**Problem description**
Copy out, word for word, the full passage below about a distributed training job killed by SIGHUP.

**Excerpted passage**
╔══

If the job terminates with a SIGHUP mid-execution then there’s something else other than torch.distributed.launch that is causing the job to fail (typically torch.distributed.lauch issues happen on startup not mid-execution).
Since your trainers died with a signal (SIGHUP) which is typically sent when the terminal is closed, you’ll have to dig through the log (console) output to see what the actual exception was (or where the program was before it got killed). I recommend you register this faulthandler to get the trace information : faulthandler — Dump the Python traceback — Python 3.10.0 documentation
Its hard to tell what the root cause was from the provided excerpt of the logs. I need the full logs. But from this line:
WARNING:torch.distributed.elastic.multiprocessing.api:Sending process 15342 closing signal SIGHUP
WARNING:torch.distributed.elastic.multiprocessing.api:Sending process 15343 closing signal SIGHUP
In this case PIDs 15342 and 15343 are the worker PIDs that get sent a SIGHUP because the launcher PID (the parent) got a SIGHUP.

╚══

**The data**
╔══

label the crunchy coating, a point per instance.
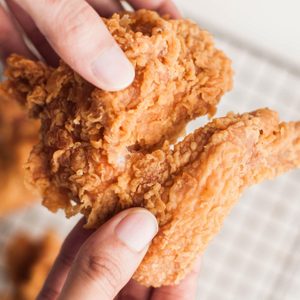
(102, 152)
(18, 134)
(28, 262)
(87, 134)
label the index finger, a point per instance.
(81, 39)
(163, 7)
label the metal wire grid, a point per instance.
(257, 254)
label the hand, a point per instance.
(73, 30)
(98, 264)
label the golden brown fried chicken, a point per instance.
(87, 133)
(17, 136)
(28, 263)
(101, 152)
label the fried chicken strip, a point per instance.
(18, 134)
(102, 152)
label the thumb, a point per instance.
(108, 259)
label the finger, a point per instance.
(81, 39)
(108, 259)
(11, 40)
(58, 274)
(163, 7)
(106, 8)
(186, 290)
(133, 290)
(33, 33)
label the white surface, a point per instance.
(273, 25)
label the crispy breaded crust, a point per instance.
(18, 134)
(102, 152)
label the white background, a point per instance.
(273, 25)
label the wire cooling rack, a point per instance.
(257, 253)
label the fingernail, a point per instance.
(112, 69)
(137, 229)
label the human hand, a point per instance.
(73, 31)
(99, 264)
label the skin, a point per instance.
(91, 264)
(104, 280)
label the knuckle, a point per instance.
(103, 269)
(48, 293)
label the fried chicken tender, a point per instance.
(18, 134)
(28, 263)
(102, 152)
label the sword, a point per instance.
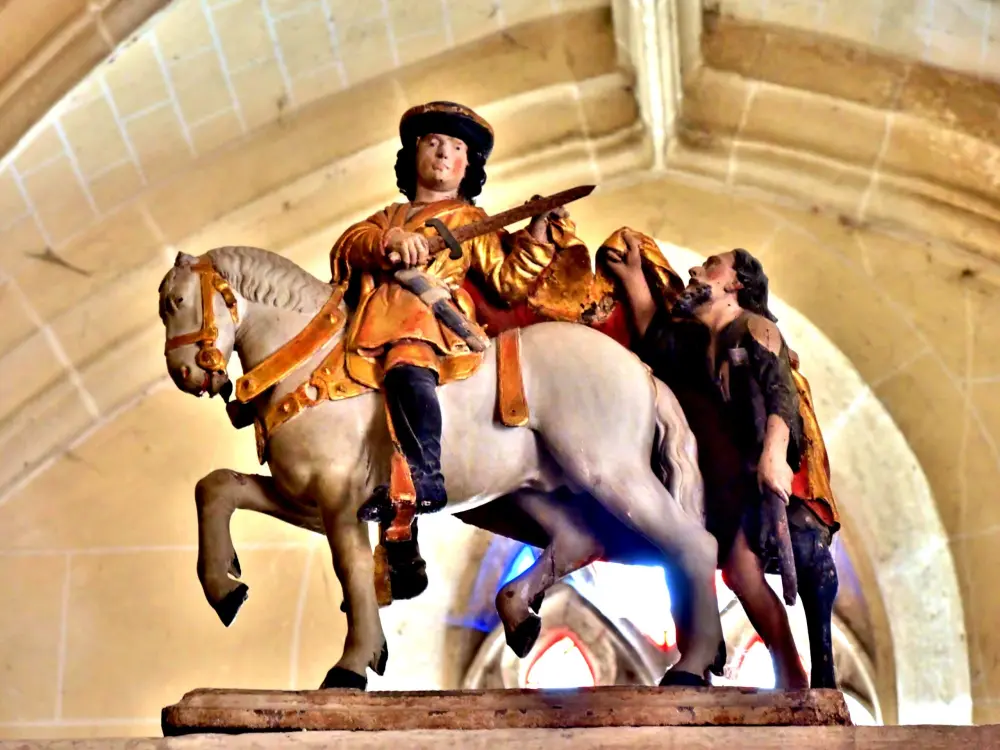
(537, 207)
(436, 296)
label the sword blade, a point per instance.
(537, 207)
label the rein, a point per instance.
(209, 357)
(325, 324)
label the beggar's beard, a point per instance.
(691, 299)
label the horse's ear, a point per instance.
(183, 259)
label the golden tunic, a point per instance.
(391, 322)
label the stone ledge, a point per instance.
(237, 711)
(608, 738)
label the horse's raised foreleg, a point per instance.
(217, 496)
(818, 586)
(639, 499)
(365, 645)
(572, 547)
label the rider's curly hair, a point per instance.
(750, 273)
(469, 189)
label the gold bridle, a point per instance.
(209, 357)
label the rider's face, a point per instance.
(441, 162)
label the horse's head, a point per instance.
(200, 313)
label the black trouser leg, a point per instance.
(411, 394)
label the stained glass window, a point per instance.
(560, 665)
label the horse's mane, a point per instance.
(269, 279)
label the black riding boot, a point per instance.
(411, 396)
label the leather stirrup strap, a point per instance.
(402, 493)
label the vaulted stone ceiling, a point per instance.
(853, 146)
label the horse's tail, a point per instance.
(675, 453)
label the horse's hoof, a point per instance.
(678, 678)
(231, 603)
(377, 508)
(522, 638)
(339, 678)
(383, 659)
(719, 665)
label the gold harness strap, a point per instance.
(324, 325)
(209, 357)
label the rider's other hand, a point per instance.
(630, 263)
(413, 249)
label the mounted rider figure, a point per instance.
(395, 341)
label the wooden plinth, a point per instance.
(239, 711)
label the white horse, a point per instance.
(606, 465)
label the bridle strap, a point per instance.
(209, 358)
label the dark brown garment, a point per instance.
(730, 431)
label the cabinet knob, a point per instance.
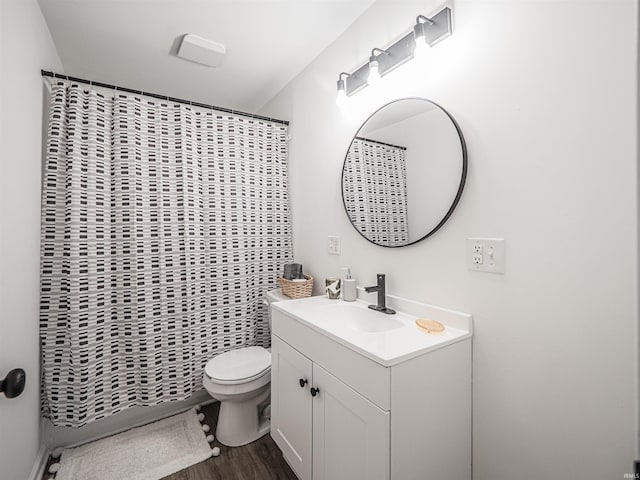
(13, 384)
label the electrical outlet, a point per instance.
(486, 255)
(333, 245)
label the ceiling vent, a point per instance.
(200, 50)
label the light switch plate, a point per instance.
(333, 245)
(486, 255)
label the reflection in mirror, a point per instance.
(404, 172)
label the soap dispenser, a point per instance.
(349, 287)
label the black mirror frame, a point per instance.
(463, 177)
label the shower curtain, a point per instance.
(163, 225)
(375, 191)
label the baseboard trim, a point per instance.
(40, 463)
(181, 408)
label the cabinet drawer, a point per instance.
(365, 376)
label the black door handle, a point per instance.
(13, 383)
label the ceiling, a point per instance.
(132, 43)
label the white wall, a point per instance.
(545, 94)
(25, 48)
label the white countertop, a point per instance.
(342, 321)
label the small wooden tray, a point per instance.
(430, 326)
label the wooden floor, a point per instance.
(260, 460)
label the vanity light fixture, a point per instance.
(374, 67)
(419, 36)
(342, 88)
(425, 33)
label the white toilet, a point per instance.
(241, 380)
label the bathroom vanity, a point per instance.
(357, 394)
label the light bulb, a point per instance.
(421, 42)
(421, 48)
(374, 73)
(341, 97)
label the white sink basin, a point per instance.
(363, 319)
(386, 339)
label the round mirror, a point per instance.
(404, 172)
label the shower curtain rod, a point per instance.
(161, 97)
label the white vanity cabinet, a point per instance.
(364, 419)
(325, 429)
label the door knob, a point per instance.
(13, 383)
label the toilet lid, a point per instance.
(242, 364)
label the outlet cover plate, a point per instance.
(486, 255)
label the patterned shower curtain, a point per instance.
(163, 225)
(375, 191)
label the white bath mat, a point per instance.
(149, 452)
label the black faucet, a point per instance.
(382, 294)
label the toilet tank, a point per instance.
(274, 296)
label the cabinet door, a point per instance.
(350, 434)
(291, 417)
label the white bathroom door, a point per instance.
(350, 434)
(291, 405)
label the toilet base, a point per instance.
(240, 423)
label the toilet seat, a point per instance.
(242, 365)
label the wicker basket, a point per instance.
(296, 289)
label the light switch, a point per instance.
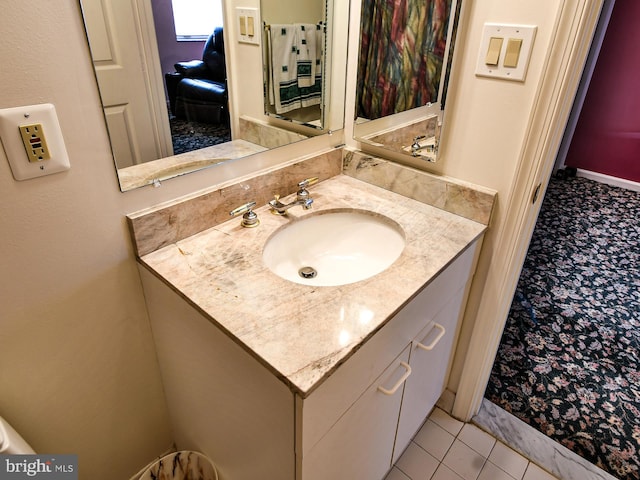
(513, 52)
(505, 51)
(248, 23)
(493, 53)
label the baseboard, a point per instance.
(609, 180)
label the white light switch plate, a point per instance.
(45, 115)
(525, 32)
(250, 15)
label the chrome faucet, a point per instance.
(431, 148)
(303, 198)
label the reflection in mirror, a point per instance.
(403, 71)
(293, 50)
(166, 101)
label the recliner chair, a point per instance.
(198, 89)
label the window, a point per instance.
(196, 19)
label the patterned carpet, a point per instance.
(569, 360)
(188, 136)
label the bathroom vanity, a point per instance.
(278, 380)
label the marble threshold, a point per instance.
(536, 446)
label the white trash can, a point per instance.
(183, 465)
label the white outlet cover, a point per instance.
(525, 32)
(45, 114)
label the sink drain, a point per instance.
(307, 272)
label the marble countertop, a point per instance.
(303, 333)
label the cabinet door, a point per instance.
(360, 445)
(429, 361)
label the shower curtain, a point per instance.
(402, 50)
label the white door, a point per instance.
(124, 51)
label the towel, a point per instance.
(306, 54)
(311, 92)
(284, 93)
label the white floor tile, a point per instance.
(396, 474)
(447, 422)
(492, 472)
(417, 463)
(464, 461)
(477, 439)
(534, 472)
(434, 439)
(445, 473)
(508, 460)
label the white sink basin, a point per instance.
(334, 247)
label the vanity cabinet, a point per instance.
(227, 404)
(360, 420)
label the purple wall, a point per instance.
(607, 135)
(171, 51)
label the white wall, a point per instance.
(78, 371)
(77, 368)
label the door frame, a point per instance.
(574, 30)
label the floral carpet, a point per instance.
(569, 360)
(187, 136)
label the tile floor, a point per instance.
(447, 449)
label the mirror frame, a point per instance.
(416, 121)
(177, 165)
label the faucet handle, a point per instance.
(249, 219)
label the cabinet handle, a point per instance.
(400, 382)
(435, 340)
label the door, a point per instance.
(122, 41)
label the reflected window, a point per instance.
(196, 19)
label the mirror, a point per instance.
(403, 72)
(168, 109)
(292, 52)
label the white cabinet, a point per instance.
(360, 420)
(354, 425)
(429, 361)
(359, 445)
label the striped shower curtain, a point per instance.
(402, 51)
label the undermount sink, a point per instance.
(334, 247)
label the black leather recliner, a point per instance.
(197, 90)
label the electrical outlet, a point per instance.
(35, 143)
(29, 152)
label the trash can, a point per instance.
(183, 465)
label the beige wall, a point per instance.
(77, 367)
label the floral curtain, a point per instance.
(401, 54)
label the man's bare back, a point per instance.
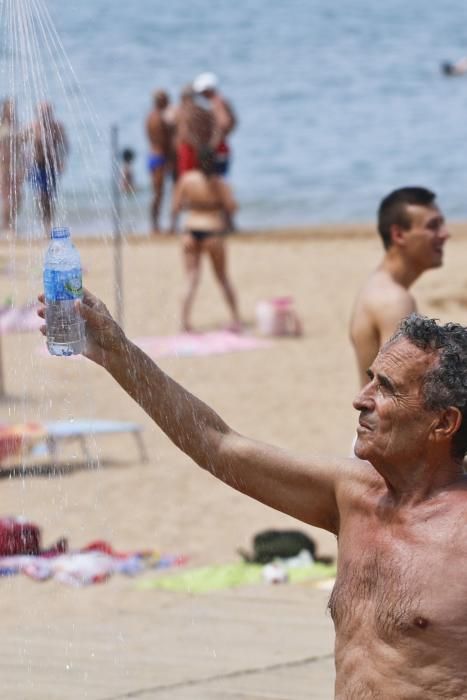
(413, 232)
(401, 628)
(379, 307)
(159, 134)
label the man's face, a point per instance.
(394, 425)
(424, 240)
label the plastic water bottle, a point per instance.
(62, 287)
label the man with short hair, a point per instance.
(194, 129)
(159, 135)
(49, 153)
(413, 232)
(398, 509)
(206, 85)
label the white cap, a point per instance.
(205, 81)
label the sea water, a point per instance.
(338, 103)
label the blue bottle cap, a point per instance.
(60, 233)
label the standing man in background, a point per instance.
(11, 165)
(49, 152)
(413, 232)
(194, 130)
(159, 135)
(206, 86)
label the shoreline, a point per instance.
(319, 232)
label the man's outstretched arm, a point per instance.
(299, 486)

╚══

**Solution for this task**
If the job terminates with a SIGHUP mid-execution then there’s something else other than torch.distributed.launch that is causing the job to fail (typically torch.distributed.lauch issues happen on startup not mid-execution).
Since your trainers died with a signal (SIGHUP) which is typically sent when the terminal is closed, you’ll have to dig through the log (console) output to see what the actual exception was (or where the program was before it got killed). I recommend you register this faulthandler to get the trace information : faulthandler — Dump the Python traceback — Python 3.10.0 documentation
Its hard to tell what the root cause was from the provided excerpt of the logs. I need the full logs. But from this line:
WARNING:torch.distributed.elastic.multiprocessing.api:Sending process 15342 closing signal SIGHUP
WARNING:torch.distributed.elastic.multiprocessing.api:Sending process 15343 closing signal SIGHUP
In this case PIDs 15342 and 15343 are the worker PIDs that get sent a SIGHUP because the launcher PID (the parent) got a SIGHUP.